• **What the task asks**: The entries below hold a line with "[point] every instance of the railing" and a line with "[point] every instance of the hooded". Return those lines and all that lie between them, exactly and only.

(Referring expression pointing data)
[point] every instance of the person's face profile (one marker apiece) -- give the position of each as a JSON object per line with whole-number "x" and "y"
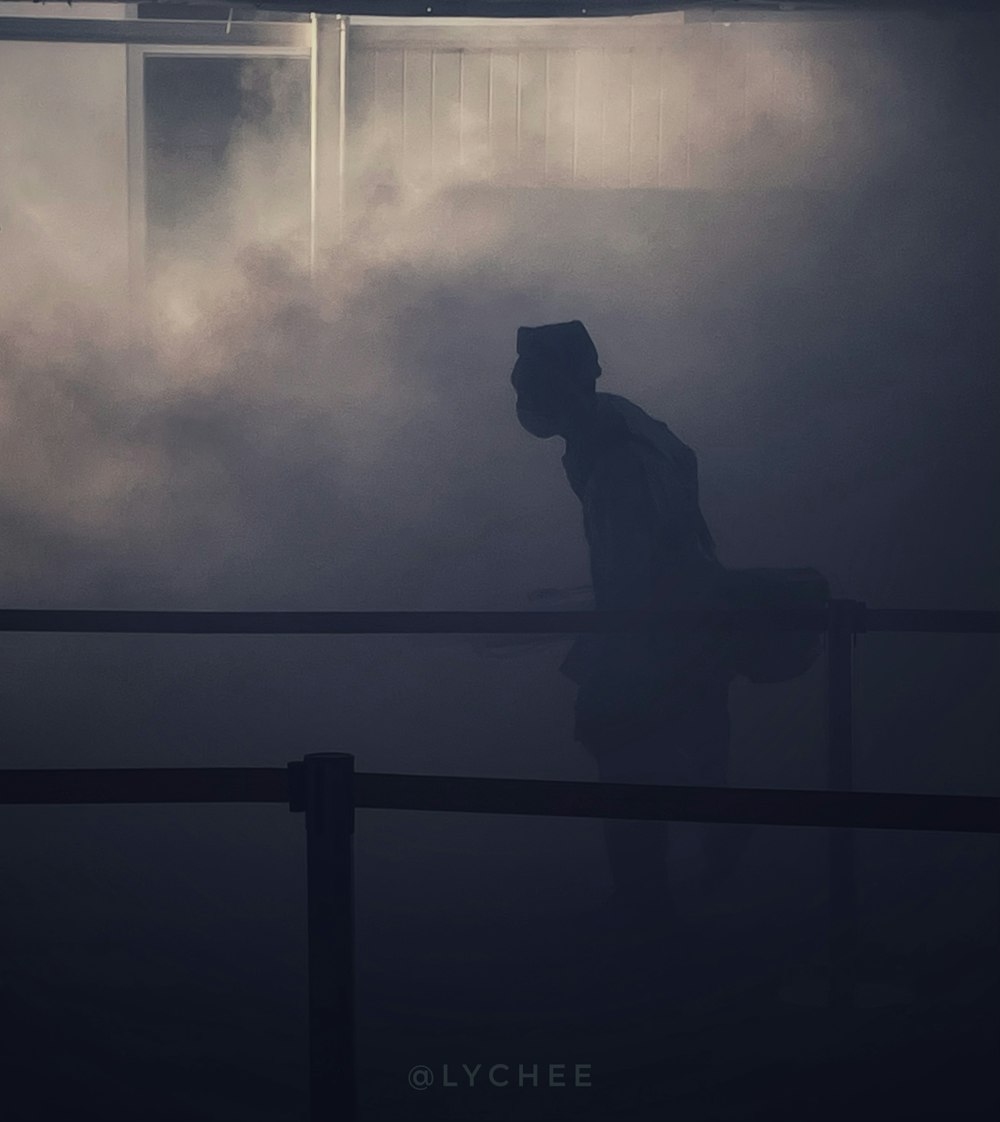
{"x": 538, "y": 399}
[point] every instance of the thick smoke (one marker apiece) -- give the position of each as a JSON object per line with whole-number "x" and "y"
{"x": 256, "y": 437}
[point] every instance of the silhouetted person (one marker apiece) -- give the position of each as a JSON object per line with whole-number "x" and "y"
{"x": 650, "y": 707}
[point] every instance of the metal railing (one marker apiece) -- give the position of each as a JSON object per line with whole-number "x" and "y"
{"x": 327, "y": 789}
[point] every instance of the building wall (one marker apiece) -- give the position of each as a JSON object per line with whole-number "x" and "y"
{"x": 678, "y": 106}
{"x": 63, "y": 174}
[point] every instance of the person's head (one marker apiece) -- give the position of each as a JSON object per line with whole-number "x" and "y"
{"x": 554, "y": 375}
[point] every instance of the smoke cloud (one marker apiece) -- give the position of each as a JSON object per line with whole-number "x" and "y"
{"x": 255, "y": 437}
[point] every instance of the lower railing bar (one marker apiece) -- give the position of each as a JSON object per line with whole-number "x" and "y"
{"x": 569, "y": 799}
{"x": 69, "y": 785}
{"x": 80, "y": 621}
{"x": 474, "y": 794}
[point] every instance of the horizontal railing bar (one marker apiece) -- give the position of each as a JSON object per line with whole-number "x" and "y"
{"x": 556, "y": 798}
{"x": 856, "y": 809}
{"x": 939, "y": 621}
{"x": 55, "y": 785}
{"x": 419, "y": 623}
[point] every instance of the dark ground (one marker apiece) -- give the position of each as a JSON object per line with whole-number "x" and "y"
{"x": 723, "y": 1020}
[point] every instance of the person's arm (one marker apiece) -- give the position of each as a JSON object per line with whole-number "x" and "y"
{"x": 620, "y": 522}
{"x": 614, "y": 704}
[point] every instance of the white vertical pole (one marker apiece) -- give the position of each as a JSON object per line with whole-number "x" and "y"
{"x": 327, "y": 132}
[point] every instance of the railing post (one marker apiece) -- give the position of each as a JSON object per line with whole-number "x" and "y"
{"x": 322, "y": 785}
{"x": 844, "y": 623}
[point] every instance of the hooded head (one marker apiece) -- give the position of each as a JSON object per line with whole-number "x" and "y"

==

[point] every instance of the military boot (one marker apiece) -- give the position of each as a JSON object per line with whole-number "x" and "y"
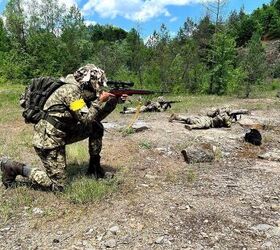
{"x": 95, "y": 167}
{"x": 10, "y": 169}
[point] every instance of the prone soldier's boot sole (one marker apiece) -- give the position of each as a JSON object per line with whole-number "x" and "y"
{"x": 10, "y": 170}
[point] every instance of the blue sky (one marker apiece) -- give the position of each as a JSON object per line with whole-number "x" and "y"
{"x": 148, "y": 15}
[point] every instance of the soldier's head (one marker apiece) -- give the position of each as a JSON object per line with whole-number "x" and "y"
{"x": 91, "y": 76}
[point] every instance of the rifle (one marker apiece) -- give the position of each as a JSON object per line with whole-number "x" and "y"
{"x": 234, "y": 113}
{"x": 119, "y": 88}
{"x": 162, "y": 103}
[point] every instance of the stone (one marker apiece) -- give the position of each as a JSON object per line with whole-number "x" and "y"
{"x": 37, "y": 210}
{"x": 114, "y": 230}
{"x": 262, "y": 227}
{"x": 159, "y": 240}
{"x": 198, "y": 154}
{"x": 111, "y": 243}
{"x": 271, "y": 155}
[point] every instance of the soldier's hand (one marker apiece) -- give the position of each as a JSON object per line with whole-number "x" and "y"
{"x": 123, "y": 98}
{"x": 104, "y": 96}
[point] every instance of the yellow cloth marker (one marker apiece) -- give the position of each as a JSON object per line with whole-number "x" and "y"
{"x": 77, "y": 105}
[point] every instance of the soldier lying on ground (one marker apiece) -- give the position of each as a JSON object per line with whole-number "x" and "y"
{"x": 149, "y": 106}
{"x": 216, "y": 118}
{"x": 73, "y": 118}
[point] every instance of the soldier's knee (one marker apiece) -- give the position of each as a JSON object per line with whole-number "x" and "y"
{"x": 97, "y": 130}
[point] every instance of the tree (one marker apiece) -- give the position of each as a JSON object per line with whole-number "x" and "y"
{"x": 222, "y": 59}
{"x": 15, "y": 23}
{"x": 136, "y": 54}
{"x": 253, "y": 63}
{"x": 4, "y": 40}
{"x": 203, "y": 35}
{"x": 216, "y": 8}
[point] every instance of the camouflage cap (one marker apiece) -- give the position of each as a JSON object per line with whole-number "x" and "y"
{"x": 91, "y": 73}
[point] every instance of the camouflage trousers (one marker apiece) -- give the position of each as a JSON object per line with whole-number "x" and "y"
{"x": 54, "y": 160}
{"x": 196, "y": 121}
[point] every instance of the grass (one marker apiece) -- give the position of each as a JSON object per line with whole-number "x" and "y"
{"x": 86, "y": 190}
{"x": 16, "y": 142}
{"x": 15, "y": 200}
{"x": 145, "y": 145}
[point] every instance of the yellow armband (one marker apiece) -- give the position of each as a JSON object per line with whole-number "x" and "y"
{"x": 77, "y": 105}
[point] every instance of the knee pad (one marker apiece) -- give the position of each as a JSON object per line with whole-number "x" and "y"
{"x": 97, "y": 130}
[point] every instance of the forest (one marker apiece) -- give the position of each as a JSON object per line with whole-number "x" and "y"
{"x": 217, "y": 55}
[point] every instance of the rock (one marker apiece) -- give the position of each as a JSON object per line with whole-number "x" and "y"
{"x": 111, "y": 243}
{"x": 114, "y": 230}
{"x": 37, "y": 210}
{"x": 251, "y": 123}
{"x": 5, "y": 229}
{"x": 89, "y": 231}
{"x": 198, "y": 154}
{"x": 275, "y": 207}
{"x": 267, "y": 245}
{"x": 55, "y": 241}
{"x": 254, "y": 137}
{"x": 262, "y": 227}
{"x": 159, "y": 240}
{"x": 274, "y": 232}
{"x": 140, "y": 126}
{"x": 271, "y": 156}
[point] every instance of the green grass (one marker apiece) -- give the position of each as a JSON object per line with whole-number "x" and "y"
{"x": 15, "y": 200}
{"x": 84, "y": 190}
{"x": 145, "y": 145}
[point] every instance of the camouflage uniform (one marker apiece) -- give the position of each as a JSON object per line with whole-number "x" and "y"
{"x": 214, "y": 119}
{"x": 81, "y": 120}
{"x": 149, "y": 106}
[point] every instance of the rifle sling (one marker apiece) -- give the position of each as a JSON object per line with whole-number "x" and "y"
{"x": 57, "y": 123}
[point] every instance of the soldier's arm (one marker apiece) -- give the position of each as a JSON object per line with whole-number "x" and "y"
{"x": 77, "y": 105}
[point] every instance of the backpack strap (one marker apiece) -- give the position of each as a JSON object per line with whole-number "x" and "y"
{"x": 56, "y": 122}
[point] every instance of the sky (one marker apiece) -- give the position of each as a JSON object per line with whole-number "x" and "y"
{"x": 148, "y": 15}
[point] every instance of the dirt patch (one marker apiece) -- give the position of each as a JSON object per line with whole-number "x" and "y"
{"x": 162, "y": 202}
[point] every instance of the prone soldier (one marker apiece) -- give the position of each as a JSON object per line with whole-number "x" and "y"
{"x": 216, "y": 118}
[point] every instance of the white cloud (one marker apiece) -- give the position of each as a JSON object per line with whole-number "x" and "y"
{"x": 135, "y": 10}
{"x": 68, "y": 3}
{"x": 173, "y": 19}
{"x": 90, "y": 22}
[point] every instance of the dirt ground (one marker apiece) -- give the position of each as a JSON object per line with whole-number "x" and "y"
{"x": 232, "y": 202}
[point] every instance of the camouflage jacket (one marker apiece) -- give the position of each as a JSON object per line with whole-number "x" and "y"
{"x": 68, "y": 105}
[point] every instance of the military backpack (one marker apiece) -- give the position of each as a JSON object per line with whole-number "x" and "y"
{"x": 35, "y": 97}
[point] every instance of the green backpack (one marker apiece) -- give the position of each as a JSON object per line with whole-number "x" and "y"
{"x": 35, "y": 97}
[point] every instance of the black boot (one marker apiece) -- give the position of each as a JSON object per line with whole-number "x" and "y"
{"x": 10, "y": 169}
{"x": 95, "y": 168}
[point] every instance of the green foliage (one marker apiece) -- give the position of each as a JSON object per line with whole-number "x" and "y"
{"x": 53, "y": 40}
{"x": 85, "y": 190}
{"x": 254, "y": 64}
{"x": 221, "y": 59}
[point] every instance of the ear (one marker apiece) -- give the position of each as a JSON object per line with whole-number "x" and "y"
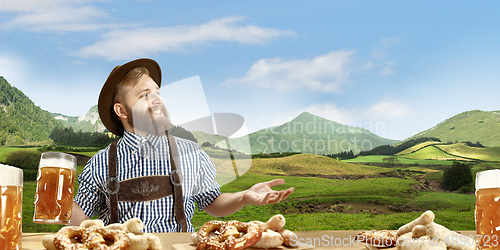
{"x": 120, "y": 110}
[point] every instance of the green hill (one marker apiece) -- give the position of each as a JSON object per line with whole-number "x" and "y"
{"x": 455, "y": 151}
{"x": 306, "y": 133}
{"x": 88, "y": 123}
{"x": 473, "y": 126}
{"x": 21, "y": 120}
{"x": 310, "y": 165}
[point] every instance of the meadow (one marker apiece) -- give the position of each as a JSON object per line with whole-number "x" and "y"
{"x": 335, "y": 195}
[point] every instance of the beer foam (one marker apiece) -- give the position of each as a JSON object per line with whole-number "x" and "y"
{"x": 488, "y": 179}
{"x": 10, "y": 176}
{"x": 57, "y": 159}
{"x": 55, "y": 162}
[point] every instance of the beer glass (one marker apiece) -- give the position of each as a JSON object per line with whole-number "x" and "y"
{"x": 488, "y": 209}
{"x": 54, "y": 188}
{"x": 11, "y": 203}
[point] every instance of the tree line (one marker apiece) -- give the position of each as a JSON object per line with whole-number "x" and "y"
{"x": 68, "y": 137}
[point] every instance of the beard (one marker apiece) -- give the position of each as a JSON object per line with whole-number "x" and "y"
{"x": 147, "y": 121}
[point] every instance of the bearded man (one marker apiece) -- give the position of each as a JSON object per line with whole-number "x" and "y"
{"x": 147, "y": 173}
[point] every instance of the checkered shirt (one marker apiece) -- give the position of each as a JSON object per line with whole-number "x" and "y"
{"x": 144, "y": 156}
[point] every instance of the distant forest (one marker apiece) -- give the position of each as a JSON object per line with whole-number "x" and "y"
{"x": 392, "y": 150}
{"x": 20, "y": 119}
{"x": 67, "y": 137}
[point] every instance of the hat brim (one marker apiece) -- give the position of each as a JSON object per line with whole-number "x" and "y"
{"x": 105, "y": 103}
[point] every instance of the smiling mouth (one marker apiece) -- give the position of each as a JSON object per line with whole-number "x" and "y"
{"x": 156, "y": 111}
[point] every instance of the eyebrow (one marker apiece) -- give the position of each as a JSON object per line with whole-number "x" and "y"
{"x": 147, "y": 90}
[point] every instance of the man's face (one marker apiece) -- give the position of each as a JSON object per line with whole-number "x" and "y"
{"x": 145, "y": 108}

• **Response for this exercise**:
[point] every instance of the railing post (one marker apiece) -- give the position of each as a JSON object per line with whole-number "x" and "y"
{"x": 322, "y": 785}
{"x": 844, "y": 623}
[point] every instance of the hooded head (one marker apiece) -- give the position of each as a JSON object per line with whole-number "x" and "y"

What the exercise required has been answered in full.